From the entries below, keep only the lines that contain the string "item" and copy each of them in full.

Given information —
(begin)

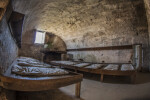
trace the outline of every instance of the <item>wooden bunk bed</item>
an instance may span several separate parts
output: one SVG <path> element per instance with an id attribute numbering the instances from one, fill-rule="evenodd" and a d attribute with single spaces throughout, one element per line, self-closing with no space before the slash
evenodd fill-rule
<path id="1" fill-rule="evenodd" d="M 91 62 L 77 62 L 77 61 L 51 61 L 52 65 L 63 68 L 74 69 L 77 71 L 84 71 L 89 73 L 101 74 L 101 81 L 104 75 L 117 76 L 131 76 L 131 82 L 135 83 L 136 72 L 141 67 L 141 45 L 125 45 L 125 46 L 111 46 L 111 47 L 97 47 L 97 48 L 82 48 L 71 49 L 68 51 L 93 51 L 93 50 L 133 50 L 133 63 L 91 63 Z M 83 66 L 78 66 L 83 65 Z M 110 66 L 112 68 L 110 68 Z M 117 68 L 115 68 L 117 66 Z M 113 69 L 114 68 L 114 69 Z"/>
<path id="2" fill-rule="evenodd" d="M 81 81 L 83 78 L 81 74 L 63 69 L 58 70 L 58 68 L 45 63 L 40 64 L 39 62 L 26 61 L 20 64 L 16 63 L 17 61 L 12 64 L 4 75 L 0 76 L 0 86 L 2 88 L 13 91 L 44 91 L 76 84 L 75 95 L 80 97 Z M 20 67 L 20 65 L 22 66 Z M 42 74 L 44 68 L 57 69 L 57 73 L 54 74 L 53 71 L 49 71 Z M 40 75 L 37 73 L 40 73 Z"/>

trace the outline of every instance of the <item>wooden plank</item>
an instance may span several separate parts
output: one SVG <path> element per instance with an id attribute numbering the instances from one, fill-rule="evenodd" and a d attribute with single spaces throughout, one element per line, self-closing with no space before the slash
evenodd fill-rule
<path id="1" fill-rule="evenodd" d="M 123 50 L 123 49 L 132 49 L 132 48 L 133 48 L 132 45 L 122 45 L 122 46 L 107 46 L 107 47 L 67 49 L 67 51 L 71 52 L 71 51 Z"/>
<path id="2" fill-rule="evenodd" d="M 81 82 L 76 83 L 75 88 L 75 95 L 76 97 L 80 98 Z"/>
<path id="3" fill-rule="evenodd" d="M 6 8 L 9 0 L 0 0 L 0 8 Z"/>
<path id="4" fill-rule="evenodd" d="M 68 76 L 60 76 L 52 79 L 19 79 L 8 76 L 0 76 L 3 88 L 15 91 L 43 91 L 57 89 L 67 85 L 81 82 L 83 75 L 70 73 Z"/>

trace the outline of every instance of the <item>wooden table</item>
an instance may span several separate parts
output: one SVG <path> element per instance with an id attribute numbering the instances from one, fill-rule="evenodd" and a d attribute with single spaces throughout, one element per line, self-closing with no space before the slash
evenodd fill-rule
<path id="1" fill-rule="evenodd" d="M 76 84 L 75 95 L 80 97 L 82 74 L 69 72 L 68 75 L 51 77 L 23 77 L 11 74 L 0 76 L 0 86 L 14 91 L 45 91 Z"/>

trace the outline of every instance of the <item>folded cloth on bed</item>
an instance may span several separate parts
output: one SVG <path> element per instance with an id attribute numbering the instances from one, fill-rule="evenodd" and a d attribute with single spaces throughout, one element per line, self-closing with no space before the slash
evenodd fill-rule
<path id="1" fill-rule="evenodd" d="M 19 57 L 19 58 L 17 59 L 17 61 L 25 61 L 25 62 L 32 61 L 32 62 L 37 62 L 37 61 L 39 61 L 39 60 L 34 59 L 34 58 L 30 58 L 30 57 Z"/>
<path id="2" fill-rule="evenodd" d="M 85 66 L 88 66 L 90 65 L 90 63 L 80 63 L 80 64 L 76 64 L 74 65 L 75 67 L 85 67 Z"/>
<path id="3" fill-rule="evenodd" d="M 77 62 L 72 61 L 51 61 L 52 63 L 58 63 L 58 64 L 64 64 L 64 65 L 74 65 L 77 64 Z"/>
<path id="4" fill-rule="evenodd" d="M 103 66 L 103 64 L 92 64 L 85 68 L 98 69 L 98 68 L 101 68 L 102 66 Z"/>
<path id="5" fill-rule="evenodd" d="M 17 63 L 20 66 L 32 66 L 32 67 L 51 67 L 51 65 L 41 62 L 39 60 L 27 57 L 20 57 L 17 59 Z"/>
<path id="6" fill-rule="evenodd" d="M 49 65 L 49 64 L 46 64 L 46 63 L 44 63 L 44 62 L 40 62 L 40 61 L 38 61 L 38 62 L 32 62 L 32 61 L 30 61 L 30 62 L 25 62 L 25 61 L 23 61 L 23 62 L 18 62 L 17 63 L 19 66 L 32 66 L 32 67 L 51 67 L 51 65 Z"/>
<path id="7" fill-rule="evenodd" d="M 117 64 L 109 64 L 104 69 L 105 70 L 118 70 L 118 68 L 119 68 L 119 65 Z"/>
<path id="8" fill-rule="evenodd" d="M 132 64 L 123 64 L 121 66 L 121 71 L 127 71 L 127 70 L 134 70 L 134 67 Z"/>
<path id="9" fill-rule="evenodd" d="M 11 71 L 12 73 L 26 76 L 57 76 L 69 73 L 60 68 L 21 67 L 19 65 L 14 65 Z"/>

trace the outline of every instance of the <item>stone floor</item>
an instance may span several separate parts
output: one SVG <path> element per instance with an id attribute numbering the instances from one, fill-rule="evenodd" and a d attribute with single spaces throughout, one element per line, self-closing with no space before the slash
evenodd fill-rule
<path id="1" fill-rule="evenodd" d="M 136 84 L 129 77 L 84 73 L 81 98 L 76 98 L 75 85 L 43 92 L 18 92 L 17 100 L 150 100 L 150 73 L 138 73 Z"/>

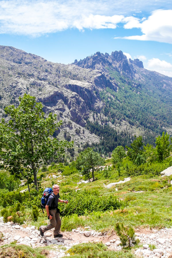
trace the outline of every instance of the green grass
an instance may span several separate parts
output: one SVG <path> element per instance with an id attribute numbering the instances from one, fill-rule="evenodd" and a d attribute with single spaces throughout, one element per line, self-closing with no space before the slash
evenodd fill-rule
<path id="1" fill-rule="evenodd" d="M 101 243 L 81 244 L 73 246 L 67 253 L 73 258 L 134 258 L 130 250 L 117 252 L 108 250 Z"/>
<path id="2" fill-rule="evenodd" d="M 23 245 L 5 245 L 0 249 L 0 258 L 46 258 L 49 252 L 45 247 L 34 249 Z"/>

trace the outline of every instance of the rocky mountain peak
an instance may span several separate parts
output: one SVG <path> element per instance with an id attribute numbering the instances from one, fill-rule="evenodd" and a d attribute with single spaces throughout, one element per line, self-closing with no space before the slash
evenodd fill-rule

(end)

Answer to the problem —
trace the outline of every instance of the <item>wooden bunk bed</item>
trace the outline of every instance of the <item>wooden plank</item>
trace the outline of every instance of the <item>wooden table</item>
trace the outline of every instance of the <item>folded cloth on bed</item>
trace the outline of every instance of the <item>stone floor</item>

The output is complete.